=== Supplied passage ===
# Legit flies for tippy



## rupej (Oct 31, 2005)

Thanks for all the responses. 

Much obliged.


----------



## Halffasthog (Feb 20, 2008)

Sometimes I have success using some off-the-wall stuff I know the fish haven't seen yet. I go to flydepot.com and buy, at random, some #6 or 8 flies they say are for salmon/steelhead. I try to stick with cool names like "freight train" or something like that. It sounds ridiculous, I know, but so does thinking you have some iteration of a caddis the fish haven't already seen. They go for something different sometimes is all I'm saying.


----------



## ESOX (Nov 20, 2000)

My thing is to tick them off and invade their turf. Big and noisy. Kind of like a Rapala, but on a fly rod. Rattles outproduce non rattles 10-1


----------



## Reel Addiction (Mar 5, 2008)

ESOX said:


> My thing is to tick them off and invade their turf. Big and noisy. Kind of like a Rapala, but on a fly rod. Rattles outproduce non rattles 10-1


 
esox i sent you a pm.


----------



## Frogfish101 (Apr 5, 2007)

I beg to differ. I've nailed 10-15 fish in a full day's fishing when ripping streamers. Some of the fish hit to savagely that I had to take pliers and unhook the fly from deep within the mouth. Streamers are a whole different game than fishing nymphs.

Esox nailed it on the head. Any type of articulated flies will drive fish nuts!



TSS Caddis said:


> Not all fish on flies are snagged, I've caught fish on flies back in the day I was 100% positive took the fly. 100% of those times it was in low light and the fly had red to some extent on it. Most likely a red wooly bugger. Fish ere hooked perpendicular to me where the line stopped with rod bent and sat for a couple seconds and on pulling back the the head came up shaking. On landing the fly was in the roof of the mouth, NOT on the "lip", outsite of the mouth or just barely inside, but in the middle of the roof of the mouth.
> 
> Maybe I was a hack, but hitting 2 legit fish during the peak of salmon season was a very good day. IMO, anyone claiming more than a couple fair hooked salmon on flies during a day is highly suspect.
> 
> ...


----------



## bigfisherman (Nov 9, 2007)

That was Awesome. I was actually sitting here laughing out loud and my stomach hurts. I remember reading the first few paragraphs of that article when it came out and thinking WOW now that is a world class chicken Hawk there. Turns out it was TC. I have to say that rewrite was has to be rerun in some printed publication far too good to just site here in cyberspace. 

Come on TC how about a published version of the rewrite and your comments on this directly following. Hey most have been there but not many of us as publicly.......... You go up and down the river and all your super stars of today can pickup a lining rig and stay right with the best of them.


----------



## ESOX (Nov 20, 2000)

"Them there high falootin fly fishermen is snaggin' all of my durn feeesh.":lol:


I still haven't heard a good response to my oft asked question. Why is it that a guy with a mono leader attached to a fly line must be a snagger, but a guy with 150 yards of mono attached to a reel isn't?


----------



## TSS Caddis (Mar 15, 2002)

ESOX said:


> I still haven't heard a good response to my oft asked question. Why is it that a guy with a mono leader attached to a fly line must be a snagger, but a guy with 150 yards of mono attached to a reel isn't?
=== Dataset extract ===
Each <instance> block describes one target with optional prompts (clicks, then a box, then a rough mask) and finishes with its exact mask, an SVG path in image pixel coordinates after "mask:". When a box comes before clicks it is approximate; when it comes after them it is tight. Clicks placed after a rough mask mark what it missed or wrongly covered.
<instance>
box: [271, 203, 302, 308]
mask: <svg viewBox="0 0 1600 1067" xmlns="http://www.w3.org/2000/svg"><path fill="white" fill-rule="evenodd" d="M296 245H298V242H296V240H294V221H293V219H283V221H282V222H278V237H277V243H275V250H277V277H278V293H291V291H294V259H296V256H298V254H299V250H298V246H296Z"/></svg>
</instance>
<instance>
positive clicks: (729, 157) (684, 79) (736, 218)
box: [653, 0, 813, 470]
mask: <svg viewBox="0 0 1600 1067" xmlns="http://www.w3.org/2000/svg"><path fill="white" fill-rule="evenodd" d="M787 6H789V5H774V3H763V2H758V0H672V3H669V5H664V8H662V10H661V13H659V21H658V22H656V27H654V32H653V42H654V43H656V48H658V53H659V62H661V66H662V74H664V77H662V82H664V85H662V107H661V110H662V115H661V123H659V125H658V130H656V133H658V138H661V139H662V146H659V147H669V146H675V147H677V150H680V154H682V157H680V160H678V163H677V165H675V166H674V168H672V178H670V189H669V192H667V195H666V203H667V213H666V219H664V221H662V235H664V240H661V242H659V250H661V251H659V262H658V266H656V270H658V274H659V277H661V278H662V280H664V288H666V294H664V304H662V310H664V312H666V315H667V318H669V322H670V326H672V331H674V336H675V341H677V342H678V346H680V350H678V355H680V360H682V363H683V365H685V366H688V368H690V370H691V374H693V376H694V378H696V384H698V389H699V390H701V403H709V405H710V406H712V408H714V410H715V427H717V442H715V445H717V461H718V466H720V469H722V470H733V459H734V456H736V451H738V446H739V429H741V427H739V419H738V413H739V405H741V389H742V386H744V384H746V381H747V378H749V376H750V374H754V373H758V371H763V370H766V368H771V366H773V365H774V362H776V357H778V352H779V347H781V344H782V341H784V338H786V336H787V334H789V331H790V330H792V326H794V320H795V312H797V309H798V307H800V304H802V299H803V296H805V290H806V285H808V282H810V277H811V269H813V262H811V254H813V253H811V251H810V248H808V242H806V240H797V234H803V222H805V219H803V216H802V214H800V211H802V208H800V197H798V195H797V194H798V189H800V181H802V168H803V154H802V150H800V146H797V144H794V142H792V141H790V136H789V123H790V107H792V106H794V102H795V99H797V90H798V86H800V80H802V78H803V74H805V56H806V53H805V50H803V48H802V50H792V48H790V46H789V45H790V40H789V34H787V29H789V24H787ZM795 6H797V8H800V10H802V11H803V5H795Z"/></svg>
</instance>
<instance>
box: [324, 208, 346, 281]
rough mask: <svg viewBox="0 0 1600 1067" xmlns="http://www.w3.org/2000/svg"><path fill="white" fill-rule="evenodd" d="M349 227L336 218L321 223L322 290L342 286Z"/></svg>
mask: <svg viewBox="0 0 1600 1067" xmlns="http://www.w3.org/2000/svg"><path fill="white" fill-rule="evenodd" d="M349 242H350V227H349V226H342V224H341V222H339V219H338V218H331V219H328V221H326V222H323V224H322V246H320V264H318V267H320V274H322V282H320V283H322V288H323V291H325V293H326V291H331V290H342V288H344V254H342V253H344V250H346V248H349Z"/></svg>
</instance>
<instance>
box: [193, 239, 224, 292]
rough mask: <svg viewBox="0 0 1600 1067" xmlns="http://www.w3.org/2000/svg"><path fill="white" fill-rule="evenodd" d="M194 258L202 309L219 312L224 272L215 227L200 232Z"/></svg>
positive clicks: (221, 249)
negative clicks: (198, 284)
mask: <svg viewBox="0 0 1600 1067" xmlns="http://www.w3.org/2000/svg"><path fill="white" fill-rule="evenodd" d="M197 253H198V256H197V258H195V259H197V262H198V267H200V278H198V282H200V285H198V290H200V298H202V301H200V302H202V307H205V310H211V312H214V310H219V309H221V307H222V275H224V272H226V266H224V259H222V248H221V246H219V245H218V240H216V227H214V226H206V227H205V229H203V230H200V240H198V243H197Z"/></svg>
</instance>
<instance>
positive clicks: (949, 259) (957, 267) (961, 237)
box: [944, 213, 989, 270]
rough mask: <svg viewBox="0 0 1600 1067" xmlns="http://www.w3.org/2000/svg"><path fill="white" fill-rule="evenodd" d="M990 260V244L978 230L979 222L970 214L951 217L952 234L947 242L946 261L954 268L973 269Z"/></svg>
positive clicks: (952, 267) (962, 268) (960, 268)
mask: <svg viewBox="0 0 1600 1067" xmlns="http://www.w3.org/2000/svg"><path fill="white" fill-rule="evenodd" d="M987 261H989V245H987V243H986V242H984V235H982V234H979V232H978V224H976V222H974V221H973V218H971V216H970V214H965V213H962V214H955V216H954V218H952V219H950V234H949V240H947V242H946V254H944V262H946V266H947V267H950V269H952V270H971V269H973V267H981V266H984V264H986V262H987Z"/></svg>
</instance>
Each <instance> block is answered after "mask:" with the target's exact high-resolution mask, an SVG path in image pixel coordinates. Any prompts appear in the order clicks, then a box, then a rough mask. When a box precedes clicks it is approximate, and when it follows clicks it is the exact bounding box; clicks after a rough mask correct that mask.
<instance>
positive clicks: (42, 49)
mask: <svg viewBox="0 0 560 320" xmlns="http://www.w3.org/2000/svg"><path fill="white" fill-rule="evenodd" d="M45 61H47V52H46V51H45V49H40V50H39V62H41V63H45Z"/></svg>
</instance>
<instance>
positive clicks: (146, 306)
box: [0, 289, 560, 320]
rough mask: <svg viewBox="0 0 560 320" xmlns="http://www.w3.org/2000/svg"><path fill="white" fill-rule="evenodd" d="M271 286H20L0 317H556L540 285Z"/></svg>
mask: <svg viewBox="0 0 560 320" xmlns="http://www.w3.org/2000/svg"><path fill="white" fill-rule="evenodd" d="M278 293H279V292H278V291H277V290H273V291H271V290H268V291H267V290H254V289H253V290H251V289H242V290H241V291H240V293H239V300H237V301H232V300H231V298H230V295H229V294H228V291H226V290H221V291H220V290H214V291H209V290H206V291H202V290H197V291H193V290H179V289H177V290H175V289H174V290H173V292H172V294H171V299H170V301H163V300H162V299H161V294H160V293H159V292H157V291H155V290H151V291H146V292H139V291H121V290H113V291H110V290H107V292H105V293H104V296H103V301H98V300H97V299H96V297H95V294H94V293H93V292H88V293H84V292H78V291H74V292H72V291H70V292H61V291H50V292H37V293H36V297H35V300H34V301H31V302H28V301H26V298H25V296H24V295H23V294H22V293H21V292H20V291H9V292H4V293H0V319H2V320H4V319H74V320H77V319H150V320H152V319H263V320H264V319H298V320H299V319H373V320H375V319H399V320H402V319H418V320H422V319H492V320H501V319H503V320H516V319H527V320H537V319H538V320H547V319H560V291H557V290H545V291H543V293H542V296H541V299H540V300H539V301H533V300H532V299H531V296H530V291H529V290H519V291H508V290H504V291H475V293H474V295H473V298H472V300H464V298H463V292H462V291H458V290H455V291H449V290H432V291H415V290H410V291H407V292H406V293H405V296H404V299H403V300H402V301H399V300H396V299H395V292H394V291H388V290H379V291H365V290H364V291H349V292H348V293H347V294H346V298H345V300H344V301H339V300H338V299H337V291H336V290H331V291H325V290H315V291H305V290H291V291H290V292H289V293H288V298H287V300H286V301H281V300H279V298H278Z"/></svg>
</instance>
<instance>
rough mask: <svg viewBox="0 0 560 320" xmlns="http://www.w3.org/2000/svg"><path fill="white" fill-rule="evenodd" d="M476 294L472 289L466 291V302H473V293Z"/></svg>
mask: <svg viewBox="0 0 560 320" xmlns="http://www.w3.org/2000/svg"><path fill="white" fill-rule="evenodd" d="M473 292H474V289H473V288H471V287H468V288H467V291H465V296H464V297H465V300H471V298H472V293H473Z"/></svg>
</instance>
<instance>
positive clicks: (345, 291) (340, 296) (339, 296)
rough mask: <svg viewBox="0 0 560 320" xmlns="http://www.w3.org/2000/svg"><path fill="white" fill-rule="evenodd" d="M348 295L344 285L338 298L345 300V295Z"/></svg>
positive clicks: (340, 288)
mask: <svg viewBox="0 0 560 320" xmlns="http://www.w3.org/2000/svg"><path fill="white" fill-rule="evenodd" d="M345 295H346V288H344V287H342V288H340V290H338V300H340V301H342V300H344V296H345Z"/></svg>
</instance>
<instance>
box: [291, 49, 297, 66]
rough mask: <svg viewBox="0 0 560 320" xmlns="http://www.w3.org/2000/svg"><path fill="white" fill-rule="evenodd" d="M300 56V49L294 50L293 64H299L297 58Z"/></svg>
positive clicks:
===
**Work order:**
In the fly-fishing thread, what sizes of flies does Halffasthog buy at random from flydepot.com?

**Result for this exercise:**
Size #6 or 8 flies listed for salmon/steelhead.